# PROBLEM TO WORK ON
Collect each line from the records below that contains the word "nose", keeping the lines in their original order.
— Begin —
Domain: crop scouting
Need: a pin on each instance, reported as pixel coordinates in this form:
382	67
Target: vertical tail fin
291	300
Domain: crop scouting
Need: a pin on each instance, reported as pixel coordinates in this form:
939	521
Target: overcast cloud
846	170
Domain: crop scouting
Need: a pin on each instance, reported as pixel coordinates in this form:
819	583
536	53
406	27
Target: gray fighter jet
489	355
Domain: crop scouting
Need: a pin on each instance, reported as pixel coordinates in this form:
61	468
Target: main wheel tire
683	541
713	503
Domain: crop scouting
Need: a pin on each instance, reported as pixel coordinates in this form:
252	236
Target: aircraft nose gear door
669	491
— End —
— Begin —
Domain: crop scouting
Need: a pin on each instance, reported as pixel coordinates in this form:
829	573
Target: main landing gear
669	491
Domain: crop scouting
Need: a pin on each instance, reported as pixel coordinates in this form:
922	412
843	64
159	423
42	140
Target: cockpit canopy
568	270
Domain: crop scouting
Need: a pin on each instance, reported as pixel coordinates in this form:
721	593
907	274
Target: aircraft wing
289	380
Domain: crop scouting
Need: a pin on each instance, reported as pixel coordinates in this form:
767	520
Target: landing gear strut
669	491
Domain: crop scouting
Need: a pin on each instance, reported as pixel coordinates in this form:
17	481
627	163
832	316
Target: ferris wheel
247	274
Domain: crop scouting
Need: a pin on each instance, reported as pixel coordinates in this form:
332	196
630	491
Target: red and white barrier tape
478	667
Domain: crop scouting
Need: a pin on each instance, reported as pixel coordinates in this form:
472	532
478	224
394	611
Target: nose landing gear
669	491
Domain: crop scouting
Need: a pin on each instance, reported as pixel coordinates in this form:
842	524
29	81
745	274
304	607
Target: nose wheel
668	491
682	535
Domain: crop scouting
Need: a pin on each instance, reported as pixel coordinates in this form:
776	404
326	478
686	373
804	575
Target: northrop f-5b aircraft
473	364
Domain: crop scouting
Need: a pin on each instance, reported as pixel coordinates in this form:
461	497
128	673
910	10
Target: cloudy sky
— End —
# OUTPUT
Target: aircraft nose gear door
Target: nose landing gear
Target: nose wheel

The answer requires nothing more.